WHAT THE TASK ASKS. Put the lines of the items, from the line containing "If you could mark the grassy" through the end of the items, into a Markdown table with the columns Row and Text, numbering each row and leaving out blank lines.

RECORDED DATA.
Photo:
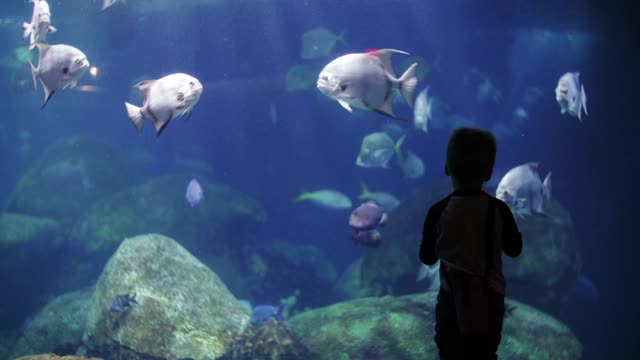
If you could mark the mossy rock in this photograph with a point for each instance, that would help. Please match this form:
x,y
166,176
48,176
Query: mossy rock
x,y
225,216
58,327
183,309
70,175
403,328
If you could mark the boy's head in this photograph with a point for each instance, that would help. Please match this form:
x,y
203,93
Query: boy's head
x,y
471,154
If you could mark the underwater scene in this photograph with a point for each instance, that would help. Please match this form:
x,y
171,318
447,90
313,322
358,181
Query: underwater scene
x,y
248,179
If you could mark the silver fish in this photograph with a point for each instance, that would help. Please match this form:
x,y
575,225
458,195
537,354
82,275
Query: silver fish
x,y
164,100
422,110
571,96
40,23
194,193
522,189
367,81
377,149
59,66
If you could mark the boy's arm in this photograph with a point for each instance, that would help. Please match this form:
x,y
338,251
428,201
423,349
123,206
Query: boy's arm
x,y
512,238
429,235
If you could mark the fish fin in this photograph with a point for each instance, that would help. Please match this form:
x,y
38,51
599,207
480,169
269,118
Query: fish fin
x,y
408,84
345,105
547,186
583,98
385,56
144,86
135,114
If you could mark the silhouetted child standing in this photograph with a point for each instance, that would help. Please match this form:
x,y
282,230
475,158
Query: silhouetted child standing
x,y
467,231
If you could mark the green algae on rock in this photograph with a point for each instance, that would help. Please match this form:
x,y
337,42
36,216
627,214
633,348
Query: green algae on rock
x,y
58,327
403,328
159,205
184,310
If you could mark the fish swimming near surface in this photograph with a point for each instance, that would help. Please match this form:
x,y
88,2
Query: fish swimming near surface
x,y
59,66
262,313
326,198
194,193
422,110
120,303
367,81
40,24
377,149
571,96
524,192
165,99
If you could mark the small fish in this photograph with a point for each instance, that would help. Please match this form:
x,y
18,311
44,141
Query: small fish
x,y
319,42
164,100
386,200
262,313
194,193
326,198
377,149
120,303
109,3
367,81
522,189
368,216
571,96
422,110
59,66
40,24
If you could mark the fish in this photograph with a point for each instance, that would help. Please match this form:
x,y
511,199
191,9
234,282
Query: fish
x,y
571,96
386,200
262,313
326,198
367,81
109,3
59,66
422,110
431,272
319,42
194,193
120,303
412,166
368,216
524,192
40,24
165,99
377,149
368,238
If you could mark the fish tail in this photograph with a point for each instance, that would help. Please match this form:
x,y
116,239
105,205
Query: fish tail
x,y
135,114
409,83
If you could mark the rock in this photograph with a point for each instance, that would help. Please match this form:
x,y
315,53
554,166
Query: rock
x,y
58,327
224,217
71,174
184,310
403,328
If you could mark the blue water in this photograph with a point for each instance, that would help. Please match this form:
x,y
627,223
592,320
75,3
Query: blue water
x,y
241,52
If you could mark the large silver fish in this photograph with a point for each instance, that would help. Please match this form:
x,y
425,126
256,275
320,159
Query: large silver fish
x,y
571,96
40,23
524,192
59,66
367,81
164,100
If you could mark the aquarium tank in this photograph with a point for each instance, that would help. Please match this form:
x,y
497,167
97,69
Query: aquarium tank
x,y
249,179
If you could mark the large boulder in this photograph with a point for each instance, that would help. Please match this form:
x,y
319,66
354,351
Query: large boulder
x,y
225,216
183,309
403,328
71,174
543,275
58,327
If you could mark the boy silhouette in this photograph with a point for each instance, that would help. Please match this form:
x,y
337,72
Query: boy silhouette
x,y
468,231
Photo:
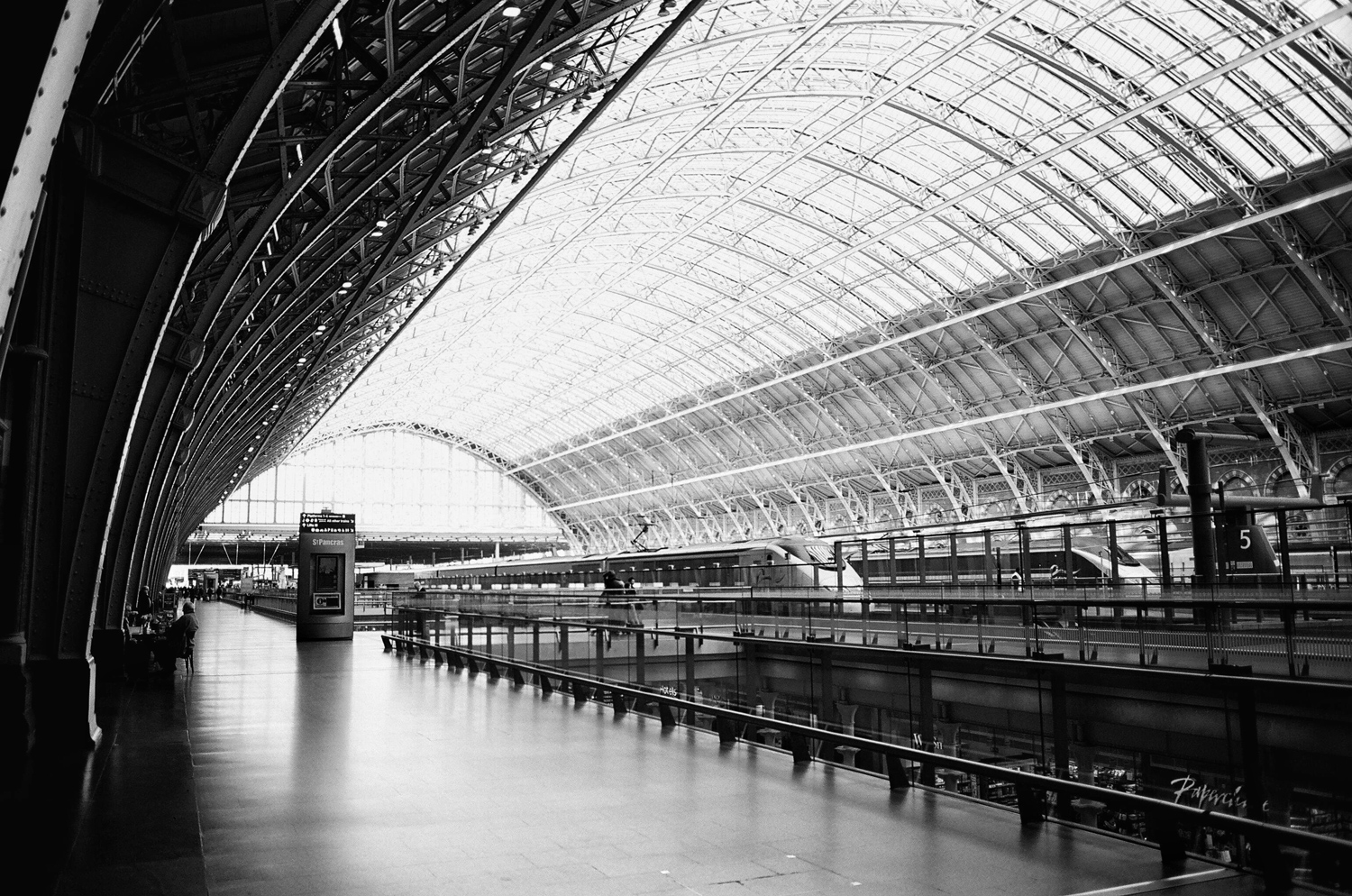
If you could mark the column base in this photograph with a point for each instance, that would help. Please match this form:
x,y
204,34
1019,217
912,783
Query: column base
x,y
64,703
16,725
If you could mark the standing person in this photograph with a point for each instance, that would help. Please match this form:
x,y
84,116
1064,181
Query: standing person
x,y
143,601
633,606
181,633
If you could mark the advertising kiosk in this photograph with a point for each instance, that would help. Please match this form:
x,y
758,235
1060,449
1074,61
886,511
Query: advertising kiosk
x,y
326,566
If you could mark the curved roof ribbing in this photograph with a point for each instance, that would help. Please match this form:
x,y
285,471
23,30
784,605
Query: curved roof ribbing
x,y
835,251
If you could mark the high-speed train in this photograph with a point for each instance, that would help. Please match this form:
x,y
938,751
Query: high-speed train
x,y
1090,562
776,562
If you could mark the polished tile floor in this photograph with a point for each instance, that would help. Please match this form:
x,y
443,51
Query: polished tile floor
x,y
337,768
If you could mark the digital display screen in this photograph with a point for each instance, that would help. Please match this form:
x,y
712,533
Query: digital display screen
x,y
326,581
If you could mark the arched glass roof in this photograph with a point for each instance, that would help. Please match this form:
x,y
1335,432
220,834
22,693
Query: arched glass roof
x,y
825,210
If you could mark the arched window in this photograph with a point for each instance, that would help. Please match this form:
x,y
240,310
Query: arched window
x,y
394,481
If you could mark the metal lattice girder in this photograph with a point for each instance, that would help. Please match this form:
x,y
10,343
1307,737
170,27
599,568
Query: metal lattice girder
x,y
261,308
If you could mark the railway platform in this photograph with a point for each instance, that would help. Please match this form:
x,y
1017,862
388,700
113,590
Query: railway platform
x,y
279,768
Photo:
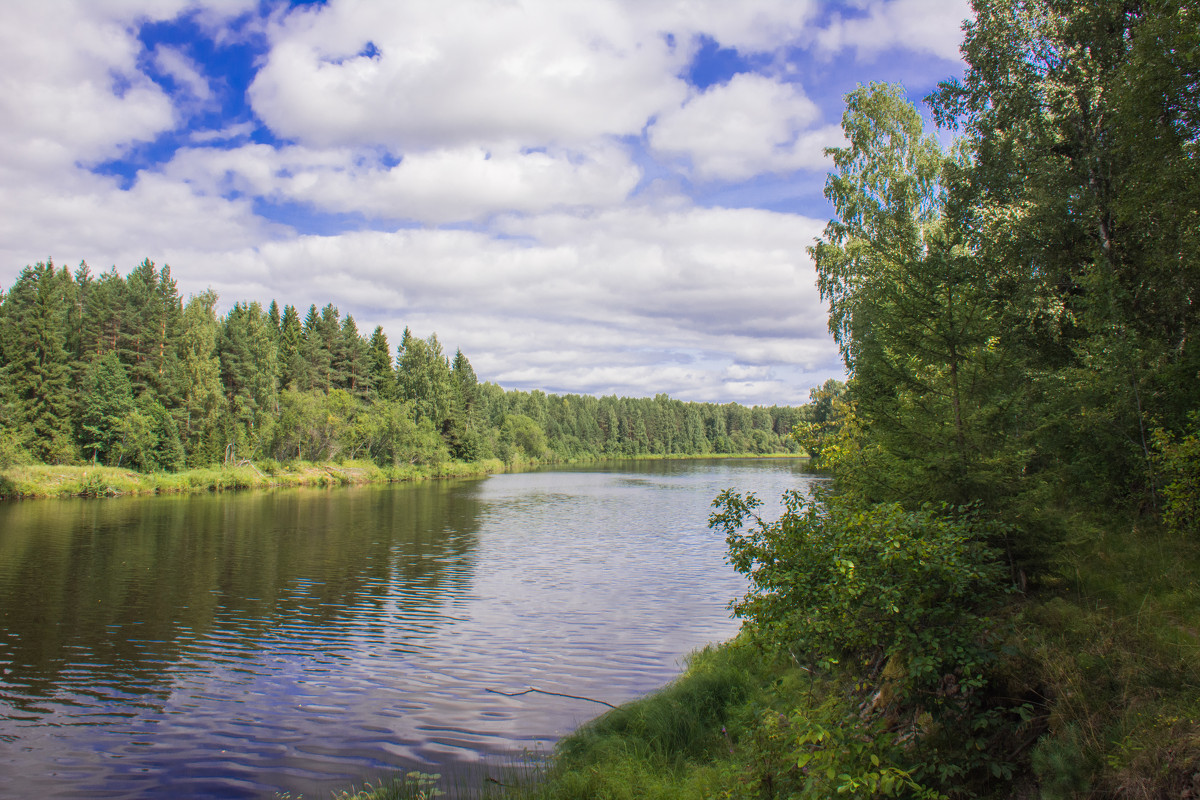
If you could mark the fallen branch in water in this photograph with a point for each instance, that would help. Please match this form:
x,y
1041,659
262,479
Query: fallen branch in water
x,y
541,691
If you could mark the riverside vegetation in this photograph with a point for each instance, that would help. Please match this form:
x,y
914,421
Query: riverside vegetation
x,y
999,599
112,384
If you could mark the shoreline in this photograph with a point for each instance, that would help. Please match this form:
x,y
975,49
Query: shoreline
x,y
49,482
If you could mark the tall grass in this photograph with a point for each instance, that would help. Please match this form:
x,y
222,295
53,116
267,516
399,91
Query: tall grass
x,y
60,481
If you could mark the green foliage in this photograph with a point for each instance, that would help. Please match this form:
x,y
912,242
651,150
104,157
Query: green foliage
x,y
1179,463
107,397
834,579
904,595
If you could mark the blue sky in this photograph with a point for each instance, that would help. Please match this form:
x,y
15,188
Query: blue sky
x,y
599,196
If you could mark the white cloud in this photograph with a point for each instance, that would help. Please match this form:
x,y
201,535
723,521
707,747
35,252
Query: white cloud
x,y
748,126
457,73
930,26
433,186
633,301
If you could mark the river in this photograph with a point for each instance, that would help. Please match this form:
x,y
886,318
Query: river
x,y
300,641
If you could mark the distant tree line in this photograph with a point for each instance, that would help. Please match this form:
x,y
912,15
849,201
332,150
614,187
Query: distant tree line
x,y
120,371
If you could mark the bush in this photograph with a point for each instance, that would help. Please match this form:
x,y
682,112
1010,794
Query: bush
x,y
899,599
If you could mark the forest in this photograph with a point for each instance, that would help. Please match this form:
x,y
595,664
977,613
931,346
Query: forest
x,y
119,371
999,596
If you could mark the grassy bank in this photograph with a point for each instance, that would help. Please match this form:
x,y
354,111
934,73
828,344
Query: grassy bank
x,y
46,481
1102,657
33,481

CORRECT OUTPUT.
| Row | Text |
|---|---|
| 1 | If you could mark the grassy bank in this photograph with a point for each instance, that would help. Please match this form: |
| 2 | x,y |
| 3 | 354,111 |
| 4 | 934,73 |
| 5 | 828,344 |
| 6 | Query: grassy bank |
| 7 | x,y |
| 8 | 46,481 |
| 9 | 1102,657 |
| 10 | 33,481 |